### Quoted text
— START —

House or condo? That’s the first big question for international property investors as they begin their search for Canadian real estate. The answer is not singular nor is it simple.
If you’re considering international property investment in the Greater Toronto Area (GTA), consider these factors when looking at property types.
Investing in a house in the right neighbourhood is a great choice. It offers purchasers a lot of flexibility: You’ve got more space to accommodate families; a sense of privacy, which in a busy city so many crave; the potential for a backyard oasis; and the freedom to design and update the place any way you’d like.
Condominiums on the other hand give you a lot less space to work with and come with many rules about the type of renovations that can be done within. In recent years houses have been appreciating better than condos. If your investment property might one day become your home, a house can be a good income generator in the short term and a wonderful place to really set down roots in the future.
The downside to a house is its substantial cost as it’s more expensive to purchase and maintain. I recommend investors set aside around 1 per cent of the house value annually. This covers any major work, for instance a new roof, waterproofing, or furnace replacement.
You also need to budget utilities during untenanted periods. These can cost a pretty penny and will fluctuate dramatically with the seasons. Insurance is also more expensive for a rental home than condo; and in some jurisdictions, Toronto included, land transfer taxes are due when you buy the property.
Convenience is the name of the game with a condo investment. This convenience can’t be overstated for property investors who live abroad. No worries about coordinating regular outdoor maintenance like snow removal and landscaping; major maintenance and emergency work is budgeted for, organised and managed by the condo corporation.
While you may pay a premium through monthly condo fees, you aren’t typically hit by unexpected charges. This convenience extends to would-be tenants. Many condos offer an impressive range of amenities like gyms, party spaces and pools that help foster a sense of community within the building itself.

— END —

### Exercise instructions
1. For each statement below, say whether it agrees with the passage on houses versus condos. Answer yes or no and quote the words of the passage that decide it.
(a) Investors are advised to set aside about 1 percent of a house's value each year.
(b) Condos have recently been appreciating better than houses.
(c) Insurance costs less for a rental home than for a condo.
2. Reproduce the passage on houses versus condos word for word, from "House or condo?" up to and including "is it simple.".
The material after this point comes from a different source.

### Record excerpts
— START —

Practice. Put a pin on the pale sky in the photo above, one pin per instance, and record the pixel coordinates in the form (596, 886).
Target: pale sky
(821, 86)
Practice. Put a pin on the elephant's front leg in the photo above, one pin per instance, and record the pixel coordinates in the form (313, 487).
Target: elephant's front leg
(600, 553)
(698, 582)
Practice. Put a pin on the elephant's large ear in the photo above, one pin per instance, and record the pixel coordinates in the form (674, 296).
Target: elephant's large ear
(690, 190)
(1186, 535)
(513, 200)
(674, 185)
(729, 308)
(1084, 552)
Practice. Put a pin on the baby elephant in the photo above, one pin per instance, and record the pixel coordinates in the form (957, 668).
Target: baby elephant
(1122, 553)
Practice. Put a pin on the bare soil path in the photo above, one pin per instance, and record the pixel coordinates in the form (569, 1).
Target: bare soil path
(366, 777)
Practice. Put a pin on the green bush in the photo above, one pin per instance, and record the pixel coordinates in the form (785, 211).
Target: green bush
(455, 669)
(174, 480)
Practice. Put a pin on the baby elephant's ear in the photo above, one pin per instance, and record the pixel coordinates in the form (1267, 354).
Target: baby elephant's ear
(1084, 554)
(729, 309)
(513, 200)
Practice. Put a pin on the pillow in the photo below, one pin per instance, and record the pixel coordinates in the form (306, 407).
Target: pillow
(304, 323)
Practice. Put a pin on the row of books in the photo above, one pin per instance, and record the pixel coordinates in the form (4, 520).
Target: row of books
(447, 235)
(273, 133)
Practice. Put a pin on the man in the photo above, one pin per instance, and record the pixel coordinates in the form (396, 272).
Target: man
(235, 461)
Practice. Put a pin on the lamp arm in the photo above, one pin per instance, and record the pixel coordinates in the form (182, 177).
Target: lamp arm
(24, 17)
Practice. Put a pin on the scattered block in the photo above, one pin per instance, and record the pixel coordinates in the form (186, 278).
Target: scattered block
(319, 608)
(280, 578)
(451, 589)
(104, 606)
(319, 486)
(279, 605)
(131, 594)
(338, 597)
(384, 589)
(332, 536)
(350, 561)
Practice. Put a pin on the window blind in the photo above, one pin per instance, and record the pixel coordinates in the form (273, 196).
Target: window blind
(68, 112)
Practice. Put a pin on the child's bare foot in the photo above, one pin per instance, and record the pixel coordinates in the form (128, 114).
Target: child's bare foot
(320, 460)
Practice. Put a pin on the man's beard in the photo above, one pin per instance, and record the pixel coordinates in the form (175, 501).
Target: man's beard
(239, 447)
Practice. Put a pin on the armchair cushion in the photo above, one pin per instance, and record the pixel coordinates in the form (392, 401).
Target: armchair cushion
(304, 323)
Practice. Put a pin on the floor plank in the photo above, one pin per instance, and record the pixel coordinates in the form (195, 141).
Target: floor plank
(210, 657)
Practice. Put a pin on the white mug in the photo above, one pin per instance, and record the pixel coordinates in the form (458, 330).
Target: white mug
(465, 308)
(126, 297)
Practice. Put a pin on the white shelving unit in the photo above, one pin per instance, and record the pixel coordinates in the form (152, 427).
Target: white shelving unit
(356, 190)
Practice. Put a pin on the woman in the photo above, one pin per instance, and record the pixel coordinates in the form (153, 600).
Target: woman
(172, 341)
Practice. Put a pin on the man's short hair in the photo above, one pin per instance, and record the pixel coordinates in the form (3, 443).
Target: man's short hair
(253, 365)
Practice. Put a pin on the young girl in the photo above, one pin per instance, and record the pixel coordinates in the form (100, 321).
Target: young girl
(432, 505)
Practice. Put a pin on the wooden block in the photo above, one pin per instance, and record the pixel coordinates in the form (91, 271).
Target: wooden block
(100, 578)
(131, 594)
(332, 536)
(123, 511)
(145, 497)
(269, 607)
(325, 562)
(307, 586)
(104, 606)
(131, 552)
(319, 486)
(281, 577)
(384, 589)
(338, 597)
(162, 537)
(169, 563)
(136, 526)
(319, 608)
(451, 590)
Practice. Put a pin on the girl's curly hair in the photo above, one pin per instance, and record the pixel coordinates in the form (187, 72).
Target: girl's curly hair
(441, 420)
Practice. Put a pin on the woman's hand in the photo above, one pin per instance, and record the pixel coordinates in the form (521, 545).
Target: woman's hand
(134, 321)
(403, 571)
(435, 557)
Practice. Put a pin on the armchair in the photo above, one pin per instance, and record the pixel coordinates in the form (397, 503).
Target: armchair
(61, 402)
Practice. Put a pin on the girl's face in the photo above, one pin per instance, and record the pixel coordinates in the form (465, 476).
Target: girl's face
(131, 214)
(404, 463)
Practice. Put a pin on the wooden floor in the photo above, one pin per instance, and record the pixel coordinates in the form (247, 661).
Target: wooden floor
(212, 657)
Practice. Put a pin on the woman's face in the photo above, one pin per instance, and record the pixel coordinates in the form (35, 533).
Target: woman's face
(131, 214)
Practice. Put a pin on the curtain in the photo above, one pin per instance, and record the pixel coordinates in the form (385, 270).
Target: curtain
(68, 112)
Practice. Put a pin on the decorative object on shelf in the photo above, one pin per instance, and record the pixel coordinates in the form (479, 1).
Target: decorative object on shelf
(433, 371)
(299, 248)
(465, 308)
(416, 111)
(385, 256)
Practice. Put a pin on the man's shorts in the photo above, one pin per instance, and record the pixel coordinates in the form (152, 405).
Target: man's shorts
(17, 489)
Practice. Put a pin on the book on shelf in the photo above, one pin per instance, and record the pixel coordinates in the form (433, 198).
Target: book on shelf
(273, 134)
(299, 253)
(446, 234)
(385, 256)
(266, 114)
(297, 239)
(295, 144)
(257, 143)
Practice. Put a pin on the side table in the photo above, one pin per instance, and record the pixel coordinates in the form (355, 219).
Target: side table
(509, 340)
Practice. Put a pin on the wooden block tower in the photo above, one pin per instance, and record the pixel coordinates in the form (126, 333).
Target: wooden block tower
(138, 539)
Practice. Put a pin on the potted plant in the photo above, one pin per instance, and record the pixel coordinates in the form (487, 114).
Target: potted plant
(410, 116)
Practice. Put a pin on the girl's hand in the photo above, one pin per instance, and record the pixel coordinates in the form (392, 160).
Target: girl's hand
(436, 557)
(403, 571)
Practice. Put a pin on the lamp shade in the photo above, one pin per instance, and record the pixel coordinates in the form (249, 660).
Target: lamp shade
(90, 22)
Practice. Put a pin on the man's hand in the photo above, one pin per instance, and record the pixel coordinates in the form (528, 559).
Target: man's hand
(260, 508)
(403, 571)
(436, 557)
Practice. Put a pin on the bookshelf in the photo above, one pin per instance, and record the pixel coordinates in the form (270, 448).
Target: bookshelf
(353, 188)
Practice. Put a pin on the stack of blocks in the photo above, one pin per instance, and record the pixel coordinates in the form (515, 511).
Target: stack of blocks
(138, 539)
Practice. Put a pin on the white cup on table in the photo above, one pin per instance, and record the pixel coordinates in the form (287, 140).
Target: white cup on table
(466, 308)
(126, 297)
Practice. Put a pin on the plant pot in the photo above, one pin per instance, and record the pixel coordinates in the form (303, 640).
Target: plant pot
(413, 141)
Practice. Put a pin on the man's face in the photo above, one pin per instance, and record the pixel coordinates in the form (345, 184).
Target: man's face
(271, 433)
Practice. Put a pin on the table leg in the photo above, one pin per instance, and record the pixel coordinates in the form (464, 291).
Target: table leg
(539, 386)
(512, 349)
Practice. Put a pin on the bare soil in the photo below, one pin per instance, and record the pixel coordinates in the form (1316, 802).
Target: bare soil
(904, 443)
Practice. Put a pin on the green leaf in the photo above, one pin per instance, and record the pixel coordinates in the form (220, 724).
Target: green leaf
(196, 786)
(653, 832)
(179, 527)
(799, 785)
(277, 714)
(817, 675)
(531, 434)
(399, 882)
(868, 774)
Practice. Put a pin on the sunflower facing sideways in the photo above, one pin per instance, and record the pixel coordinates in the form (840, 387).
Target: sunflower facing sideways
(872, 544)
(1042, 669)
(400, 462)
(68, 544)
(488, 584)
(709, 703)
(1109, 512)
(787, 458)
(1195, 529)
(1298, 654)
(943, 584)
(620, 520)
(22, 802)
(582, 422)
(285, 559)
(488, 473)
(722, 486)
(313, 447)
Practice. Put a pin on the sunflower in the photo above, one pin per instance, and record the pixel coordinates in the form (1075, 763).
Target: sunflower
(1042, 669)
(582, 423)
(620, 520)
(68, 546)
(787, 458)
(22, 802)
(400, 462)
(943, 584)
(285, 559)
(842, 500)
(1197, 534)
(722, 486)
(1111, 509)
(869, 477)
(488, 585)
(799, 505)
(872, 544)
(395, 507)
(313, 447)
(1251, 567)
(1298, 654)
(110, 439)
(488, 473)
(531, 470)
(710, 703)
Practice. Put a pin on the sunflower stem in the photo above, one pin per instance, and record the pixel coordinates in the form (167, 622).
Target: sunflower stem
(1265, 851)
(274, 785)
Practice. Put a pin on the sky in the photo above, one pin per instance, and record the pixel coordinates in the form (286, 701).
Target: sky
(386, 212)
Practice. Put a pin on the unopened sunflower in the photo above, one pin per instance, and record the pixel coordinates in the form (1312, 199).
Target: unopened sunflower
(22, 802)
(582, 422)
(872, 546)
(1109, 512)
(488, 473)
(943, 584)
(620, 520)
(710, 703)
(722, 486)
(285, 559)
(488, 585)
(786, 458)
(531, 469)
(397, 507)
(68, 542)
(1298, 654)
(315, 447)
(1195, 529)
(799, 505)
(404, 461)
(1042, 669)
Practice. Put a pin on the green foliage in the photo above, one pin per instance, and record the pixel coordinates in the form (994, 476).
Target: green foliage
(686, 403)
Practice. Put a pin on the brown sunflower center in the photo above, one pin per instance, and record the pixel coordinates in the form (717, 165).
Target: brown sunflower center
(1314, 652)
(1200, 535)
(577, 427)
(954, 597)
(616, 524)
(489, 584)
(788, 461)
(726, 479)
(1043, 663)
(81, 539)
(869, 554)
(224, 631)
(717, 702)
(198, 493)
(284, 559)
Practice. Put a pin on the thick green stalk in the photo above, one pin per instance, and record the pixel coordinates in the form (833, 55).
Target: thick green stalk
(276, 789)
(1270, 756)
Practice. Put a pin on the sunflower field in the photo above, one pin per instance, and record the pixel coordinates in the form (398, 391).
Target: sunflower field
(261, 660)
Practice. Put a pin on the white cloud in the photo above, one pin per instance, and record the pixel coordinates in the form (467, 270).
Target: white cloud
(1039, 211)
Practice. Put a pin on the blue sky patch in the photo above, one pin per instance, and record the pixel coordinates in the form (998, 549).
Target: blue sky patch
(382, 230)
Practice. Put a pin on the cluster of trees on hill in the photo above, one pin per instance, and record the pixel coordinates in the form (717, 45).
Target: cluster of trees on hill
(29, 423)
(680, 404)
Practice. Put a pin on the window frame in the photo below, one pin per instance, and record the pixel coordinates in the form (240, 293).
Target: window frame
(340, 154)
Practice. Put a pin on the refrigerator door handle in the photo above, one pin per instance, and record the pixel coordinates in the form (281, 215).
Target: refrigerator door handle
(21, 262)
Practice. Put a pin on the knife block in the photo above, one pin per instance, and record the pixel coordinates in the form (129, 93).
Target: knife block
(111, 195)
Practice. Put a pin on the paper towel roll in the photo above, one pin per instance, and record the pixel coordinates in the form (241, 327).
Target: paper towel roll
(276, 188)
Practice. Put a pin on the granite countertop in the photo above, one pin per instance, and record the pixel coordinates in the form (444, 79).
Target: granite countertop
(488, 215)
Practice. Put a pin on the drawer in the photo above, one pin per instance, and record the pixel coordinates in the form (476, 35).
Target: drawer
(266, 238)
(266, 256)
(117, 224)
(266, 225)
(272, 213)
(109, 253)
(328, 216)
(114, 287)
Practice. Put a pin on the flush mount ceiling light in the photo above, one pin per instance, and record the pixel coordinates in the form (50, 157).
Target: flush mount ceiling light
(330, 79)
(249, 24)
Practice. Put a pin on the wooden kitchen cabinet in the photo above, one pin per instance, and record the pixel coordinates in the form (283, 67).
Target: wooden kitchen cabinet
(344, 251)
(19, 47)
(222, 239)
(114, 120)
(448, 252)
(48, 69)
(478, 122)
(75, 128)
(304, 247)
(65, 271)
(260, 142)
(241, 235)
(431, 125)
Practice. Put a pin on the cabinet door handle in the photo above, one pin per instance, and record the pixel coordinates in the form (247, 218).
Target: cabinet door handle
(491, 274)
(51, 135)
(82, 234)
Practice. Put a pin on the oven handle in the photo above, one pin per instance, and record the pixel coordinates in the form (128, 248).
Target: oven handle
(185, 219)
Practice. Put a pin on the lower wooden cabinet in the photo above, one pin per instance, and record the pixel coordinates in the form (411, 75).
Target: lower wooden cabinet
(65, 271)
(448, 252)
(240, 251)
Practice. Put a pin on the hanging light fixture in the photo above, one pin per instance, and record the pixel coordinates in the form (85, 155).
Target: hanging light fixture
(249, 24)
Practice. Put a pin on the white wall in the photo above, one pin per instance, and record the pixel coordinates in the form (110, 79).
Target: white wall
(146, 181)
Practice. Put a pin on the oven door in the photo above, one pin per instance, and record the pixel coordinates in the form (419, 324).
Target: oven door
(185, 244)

— END —

### Solutions in order
1.
(a) Yes: "I recommend investors set aside around 1 per cent of the house value annually."
(b) No: "In recent years houses have been appreciating better than condos."
(c) No: "Insurance is also more expensive for a rental home than condo"

2.
House or condo? That’s the first big question for international property investors as they begin their search for Canadian real estate. The answer is not singular nor is it simple.